Start of Provided records
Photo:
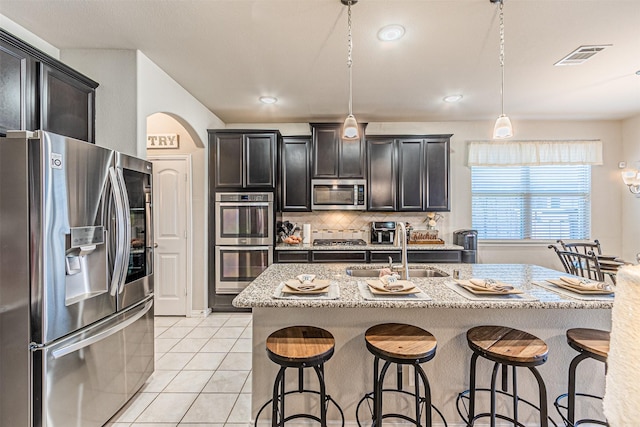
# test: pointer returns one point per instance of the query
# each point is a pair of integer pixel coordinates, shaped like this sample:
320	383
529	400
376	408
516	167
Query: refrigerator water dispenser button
73	265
End of Provided records
Problem to work on →
Please give every line of the records above as a JSON list of strings, one string per line, leaving out blank lines and the pictures.

Solved exercise →
[
  "Photo:",
  "# test: pointer returns one point per instance of the query",
  "# each point is a pair of integer pixel coordinates, shaped like this sample:",
  "320\t383",
  "529\t400",
  "376\t408",
  "516\t167",
  "Query: refrigerator water dispenser button",
  "73\t265"
]